● **Passage for review**:
───

Transgender psychologist who helped hundreds of teens transition is ‘concerned’: ‘I think it’s gone too far’

After helping hundreds of teenagers transition, a transgender clinical psychologist is concerned that the recent explosion of youths identifying as trans or non-binary may be the result of peer pressure and a lack of rigid mental health evaluations.

Now, says Dr. Erica Anderson, a former clinical psychologist at the University of California San Francisco’s Child and Adolescent Gender Clinic, social influences coupled with lax evaluations are leading to more teens taking hormones and undergoing surgeries before they are truly certain that they want to transition.

Anderson, now 71, transitioned when she was 45. She says it is unrealistic to think peer pressure doesn’t play a part in a teen’s decision-making process, and it’s time to take a step back and evaluate what is really going on.

“I think it’s gone too far,” Anderson told the Los Angeles Times. “For a while, we were all happy that society was becoming more accepting and more families than ever were embracing children that were gender variant. Now it’s got to the point where there are kids presenting at clinics whose parents say, ‘This just doesn’t make sense.'”

───

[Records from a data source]
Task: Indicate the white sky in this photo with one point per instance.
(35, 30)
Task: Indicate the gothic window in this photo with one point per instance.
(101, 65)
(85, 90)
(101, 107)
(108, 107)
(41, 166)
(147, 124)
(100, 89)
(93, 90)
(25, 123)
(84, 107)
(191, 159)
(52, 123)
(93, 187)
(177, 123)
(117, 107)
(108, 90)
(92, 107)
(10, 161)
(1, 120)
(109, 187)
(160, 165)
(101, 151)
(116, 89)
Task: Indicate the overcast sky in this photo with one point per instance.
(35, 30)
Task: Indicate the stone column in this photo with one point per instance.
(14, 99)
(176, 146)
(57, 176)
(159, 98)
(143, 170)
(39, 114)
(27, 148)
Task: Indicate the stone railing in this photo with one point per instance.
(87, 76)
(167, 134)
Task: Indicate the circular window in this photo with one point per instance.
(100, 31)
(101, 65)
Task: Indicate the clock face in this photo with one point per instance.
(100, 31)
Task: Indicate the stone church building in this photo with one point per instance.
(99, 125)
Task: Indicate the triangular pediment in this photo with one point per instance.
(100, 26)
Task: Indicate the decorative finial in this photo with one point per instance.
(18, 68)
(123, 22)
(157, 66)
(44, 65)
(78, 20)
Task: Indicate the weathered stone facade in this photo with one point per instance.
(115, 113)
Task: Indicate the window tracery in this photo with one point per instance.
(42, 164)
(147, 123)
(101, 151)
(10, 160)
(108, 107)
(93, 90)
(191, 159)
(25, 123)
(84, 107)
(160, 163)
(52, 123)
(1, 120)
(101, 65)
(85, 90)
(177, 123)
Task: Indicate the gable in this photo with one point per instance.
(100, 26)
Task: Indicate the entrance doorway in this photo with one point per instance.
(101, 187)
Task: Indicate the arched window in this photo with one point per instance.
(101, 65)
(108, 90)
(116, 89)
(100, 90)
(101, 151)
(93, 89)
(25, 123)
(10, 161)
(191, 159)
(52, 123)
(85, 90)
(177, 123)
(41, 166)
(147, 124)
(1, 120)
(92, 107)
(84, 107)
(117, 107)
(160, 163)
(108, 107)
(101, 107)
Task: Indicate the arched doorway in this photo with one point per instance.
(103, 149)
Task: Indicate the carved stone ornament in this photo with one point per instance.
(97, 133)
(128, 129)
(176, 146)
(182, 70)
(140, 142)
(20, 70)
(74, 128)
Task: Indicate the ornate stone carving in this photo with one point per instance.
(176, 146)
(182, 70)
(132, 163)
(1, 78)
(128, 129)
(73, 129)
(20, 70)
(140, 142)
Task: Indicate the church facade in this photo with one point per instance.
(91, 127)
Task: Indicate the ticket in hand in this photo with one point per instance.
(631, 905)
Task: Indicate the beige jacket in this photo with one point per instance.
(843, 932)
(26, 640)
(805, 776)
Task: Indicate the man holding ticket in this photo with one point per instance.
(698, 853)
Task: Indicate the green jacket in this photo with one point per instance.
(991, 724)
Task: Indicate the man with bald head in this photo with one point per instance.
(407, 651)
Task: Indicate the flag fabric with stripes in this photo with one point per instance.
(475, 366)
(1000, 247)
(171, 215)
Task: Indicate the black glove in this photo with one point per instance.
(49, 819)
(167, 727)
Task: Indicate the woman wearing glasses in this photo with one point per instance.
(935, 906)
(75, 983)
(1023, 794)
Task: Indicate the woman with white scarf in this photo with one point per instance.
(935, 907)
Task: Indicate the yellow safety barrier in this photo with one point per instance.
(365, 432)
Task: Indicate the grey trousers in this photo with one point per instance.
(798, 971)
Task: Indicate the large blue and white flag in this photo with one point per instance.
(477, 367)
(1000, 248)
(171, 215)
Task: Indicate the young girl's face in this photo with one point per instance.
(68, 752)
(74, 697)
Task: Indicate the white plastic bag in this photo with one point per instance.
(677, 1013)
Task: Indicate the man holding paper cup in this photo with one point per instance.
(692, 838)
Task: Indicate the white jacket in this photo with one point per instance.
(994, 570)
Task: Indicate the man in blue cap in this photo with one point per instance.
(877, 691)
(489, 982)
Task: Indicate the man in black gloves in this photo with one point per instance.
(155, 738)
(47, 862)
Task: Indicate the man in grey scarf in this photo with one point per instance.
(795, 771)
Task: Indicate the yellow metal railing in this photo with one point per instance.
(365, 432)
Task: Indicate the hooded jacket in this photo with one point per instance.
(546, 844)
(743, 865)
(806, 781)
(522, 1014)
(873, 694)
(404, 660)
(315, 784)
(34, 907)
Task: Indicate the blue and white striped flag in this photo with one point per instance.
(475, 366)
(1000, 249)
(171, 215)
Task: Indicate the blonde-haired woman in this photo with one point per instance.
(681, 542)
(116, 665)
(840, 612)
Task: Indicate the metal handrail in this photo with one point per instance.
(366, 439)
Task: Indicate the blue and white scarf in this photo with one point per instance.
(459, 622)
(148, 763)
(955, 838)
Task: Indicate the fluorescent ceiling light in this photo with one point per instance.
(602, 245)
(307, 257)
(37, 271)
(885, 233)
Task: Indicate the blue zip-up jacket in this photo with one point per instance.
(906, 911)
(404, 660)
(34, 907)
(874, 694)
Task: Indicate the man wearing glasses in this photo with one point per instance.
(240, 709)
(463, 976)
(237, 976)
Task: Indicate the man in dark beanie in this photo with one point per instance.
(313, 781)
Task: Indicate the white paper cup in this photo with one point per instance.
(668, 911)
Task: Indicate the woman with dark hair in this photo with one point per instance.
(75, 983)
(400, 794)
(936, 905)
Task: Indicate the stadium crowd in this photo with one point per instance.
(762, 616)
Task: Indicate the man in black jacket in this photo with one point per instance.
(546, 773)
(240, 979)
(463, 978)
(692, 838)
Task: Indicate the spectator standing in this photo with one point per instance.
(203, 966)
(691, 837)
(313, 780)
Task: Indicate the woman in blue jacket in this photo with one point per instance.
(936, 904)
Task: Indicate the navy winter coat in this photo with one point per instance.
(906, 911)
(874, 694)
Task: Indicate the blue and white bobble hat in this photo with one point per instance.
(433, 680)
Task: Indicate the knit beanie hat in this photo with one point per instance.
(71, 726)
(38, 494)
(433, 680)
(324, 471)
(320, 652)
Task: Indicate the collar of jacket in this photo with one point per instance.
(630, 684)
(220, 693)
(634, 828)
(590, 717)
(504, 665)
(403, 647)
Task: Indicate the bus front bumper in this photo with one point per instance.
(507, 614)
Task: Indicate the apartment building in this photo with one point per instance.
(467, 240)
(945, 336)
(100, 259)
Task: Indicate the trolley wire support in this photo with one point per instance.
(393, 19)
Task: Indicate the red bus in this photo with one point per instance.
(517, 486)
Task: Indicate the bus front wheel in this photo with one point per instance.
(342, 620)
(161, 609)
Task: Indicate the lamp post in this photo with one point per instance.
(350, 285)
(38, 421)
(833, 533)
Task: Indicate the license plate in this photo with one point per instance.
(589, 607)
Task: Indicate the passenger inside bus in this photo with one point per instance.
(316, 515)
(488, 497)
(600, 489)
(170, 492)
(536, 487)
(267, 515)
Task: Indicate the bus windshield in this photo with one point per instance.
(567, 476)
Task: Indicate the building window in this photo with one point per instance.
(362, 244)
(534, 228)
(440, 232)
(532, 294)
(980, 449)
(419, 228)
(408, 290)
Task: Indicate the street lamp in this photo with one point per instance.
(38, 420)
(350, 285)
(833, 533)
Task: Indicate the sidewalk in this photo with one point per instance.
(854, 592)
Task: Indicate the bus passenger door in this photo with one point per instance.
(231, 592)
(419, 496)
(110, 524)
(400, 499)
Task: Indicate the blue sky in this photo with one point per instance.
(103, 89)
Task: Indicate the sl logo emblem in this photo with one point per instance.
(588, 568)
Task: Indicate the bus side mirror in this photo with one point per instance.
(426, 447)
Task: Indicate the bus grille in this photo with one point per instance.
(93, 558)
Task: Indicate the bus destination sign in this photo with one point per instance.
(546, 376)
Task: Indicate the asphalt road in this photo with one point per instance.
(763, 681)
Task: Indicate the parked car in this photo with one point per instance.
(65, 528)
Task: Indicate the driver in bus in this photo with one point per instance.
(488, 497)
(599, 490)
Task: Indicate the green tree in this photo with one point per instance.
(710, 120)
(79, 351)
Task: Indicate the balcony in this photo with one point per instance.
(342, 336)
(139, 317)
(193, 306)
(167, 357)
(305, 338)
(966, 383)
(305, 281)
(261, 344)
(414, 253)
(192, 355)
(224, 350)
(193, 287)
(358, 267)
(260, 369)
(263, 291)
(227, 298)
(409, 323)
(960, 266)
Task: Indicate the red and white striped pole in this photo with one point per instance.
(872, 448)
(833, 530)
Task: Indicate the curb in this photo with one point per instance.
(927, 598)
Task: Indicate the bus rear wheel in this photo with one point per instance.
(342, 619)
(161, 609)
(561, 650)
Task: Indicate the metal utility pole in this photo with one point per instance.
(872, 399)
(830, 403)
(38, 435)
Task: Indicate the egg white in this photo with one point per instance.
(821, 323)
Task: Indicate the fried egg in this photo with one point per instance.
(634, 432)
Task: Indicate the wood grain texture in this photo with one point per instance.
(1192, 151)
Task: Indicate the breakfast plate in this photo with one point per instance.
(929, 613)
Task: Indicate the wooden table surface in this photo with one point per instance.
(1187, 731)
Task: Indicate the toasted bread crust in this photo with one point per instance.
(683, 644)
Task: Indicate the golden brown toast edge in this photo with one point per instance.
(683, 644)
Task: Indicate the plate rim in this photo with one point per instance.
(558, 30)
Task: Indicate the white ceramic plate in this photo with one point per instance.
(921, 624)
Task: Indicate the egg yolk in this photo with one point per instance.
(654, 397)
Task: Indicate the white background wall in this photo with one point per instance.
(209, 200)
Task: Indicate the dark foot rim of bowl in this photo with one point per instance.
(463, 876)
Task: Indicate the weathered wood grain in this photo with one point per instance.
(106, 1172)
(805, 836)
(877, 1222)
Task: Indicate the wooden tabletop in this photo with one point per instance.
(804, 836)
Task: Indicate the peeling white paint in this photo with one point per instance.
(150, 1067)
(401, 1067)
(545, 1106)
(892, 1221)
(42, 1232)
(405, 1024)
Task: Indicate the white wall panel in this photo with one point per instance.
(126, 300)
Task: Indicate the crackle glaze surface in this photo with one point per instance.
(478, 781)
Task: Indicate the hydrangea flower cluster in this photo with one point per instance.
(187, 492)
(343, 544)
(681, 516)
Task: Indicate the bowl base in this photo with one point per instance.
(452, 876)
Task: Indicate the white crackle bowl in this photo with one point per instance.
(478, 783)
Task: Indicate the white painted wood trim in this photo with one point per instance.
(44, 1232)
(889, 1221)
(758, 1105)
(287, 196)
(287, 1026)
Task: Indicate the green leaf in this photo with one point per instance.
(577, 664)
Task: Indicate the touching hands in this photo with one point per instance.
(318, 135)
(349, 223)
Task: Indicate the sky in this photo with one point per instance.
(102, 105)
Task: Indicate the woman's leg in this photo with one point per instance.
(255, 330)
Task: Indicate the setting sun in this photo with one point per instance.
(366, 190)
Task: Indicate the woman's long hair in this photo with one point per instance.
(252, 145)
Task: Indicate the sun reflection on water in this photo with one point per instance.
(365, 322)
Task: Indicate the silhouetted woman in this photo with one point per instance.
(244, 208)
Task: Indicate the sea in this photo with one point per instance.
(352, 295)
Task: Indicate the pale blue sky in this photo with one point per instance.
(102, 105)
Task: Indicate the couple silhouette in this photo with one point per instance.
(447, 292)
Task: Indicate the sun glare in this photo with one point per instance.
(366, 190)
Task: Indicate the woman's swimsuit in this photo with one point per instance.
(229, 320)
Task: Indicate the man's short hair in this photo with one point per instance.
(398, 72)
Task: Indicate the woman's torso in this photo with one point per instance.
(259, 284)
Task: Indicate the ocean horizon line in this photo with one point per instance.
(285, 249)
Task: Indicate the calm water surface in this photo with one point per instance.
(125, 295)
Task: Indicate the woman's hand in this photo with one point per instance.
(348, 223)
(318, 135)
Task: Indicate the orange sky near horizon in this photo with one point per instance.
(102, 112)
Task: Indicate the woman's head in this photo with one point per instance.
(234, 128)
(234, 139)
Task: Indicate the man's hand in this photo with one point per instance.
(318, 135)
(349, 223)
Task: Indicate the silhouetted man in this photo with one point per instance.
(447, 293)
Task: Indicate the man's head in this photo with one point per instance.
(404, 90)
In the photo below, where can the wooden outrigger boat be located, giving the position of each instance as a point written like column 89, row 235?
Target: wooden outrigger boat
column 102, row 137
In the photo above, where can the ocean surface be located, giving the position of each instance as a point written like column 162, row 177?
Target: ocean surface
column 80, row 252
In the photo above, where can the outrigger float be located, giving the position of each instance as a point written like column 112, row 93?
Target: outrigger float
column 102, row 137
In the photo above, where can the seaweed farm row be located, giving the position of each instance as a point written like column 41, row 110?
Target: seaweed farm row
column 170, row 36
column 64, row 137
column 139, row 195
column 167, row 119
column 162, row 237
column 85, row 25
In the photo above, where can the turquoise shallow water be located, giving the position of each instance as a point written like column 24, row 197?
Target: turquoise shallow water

───

● **Activities**:
(a) Answer these questions about the article on the transgender psychologist:
(i) At which clinic did Dr. Erica Anderson formerly work as a clinical psychologist?
(ii) At what age did Anderson transition?
(iii) Which newspaper did Anderson tell "I think it's gone too far"?
(b) Carry on the article about the transgender psychologist, starting after its final sentence.

● **Answers provided**:
(a)
(i) The University of California San Francisco's Child and Adolescent Gender Clinic
(ii) 45
(iii) The Los Angeles Times

(b)
With the advent of COVID-19, school closures, and lockdowns in 2020, Anderson began noticing more shocked parents and more children announcing new identities. At the gender clinic, Anderson saw 373 new patients last year — more than double the number she saw in 2019.

According to Anderson, the teens are sharing similar stories of more time to surf sites such as TikTok, Instagram, and YouTube and to play more video games, all of which allow for “virtual identities” that they then explore in real life.

“Online, a stream of transgender influencers and activists told teens that if they felt uncomfortable with their bodies, or didn’t fit in, maybe they were trans,” the Times reports. “Some coached kids on how to bind their breasts, how to change their name and pronouns at school, how to push their parents for testosterone.”

It’s the perfect social media storm in which to brew peer pressure.

“To flatly say there couldn’t be any social influence in formation of gender identity flies in the face of reality,” Anderson said. “Teenagers influence each other.”

While Anderson noted waves of eating disorders and cases of repressed memory syndrome in the teens of years past, she says this is something new.

“What happens when the perfect storm — of social isolation, exponentially increased consumption of social media, the popularity of alternative identities — affects the actual development of individual kids?” Anderson asked, adding, “We’re sailing in uncharted seas.”

Anderson recalled the case of one 13-year-old who, after hitting puberty, suddenly began identifying as male, much to his parent’s surprise. The child was put on testosterone by a pediatrician before the teen had even met with a psychologist.

“Why is this kid on testosterone so precipitously?” Anderson asked her colleagues at the clinic.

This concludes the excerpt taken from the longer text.